● **Dataset entries**:
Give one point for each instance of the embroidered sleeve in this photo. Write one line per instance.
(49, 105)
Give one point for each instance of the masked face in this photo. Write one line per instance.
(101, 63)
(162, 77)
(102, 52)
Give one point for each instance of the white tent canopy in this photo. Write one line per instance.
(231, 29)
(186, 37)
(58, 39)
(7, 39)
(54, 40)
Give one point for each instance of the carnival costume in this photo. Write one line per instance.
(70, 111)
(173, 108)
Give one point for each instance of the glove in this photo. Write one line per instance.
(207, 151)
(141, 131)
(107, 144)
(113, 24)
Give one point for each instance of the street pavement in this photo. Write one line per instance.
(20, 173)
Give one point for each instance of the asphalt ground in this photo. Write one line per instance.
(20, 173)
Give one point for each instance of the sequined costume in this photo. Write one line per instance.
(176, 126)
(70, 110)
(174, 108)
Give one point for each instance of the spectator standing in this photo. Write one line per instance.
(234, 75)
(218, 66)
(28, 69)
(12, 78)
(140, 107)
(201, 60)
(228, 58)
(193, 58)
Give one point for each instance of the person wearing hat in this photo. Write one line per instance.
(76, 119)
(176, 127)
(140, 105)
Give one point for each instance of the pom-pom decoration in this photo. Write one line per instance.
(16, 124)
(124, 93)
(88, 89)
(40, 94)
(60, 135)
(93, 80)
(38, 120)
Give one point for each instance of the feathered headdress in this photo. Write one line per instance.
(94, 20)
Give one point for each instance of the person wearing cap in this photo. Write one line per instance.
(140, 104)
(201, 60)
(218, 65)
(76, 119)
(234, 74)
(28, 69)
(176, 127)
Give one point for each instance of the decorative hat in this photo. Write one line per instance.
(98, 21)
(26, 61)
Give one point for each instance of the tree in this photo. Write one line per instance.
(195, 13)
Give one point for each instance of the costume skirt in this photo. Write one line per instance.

● **Task details**:
Every entry needs to be written out again, exactly as given.

● **Result for this exercise**:
Give one point for each instance of the embroidered sleeve in this photo. Write one line per instance.
(49, 105)
Give one point for each instance of the masked face in this photo. Write one line per instance.
(101, 63)
(162, 77)
(102, 52)
Give one point for each instance of the white tent canopy in this photo. Write one line per instance.
(231, 29)
(186, 37)
(58, 39)
(7, 39)
(54, 40)
Give one point for each instance of the carnival costume in this photo. Write one line per instance.
(70, 111)
(173, 108)
Give one point for each instance of the glove in this photo. Write one line per instance.
(207, 151)
(141, 131)
(107, 144)
(113, 24)
Give one point for each instance of the street pavement in this photo. Write one line per instance.
(20, 173)
Give one point for each instance of the asphalt ground in this photo. Write one line per instance.
(20, 173)
Give one point for each instance of the sequined costume in this photo. Write one line per instance.
(176, 126)
(70, 110)
(174, 108)
Give one point for each instance of the spectator standing in this photo. Write one line per instance.
(234, 75)
(218, 66)
(28, 69)
(12, 78)
(140, 107)
(201, 60)
(228, 58)
(193, 58)
Give one point for each instance of the person wearing hat in this photo. Write one line per instance.
(76, 119)
(176, 127)
(140, 105)
Give one point for each instance of the pom-pom decoration in this photo. Write one line per instance.
(16, 124)
(124, 93)
(88, 89)
(40, 94)
(60, 135)
(93, 80)
(38, 120)
Give one point for each instance of the feathered headdress in this photo. Write one line per instance.
(94, 20)
Give one point for each instance of the person wearing cap in this photo. Write one line per instance.
(140, 104)
(201, 60)
(218, 65)
(76, 119)
(234, 74)
(28, 69)
(176, 127)
Give one point for each instance of the decorative hat in this photo. Write one line per instance.
(98, 21)
(26, 61)
Give one point for each instance of the tree in this photo. Write one line per instance.
(195, 13)
Give one point for each instance of the costume skirt in this photo. Write one line per instance.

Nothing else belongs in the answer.